▸ **What to do**: Reproduce only what runs from the line containing "Ground metal roof" to the line containing "Ground burned flatbed" in the records below, inclusive. Keep it exact, and keep the pictures out.

▸ **Available records**:
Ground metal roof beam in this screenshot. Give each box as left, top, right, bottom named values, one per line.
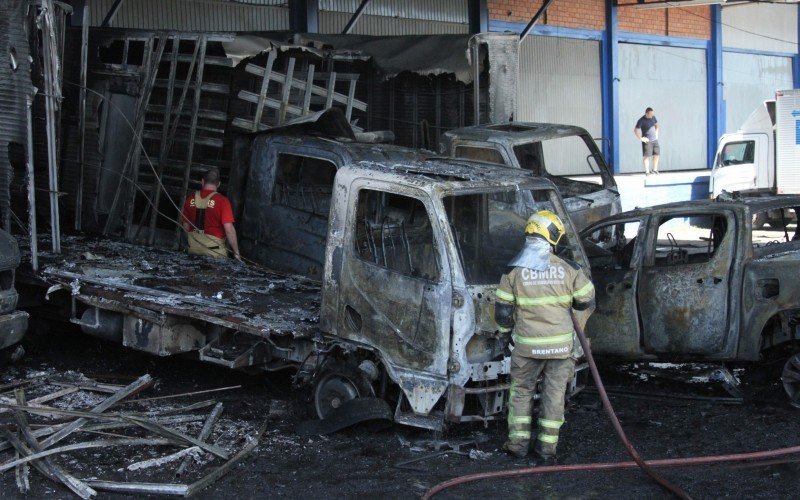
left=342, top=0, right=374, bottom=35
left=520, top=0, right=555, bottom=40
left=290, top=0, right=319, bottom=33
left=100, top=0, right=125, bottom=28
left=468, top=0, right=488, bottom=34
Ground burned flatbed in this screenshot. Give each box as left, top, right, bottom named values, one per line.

...

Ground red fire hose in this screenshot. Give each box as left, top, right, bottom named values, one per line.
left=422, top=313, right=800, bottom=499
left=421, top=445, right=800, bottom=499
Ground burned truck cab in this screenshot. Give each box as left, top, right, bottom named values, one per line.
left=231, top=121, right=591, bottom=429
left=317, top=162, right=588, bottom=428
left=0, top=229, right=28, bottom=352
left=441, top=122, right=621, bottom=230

▸ **Finished exercise**:
Ground metal roof beam in this screenshot. Give each box as left, top, right, bottom named values, one per line.
left=342, top=0, right=374, bottom=35
left=520, top=0, right=555, bottom=40
left=290, top=0, right=319, bottom=33
left=100, top=0, right=125, bottom=28
left=468, top=0, right=488, bottom=34
Ground burned flatbed in this screenshot. Give each box as left, top, right, bottom named values, one per line.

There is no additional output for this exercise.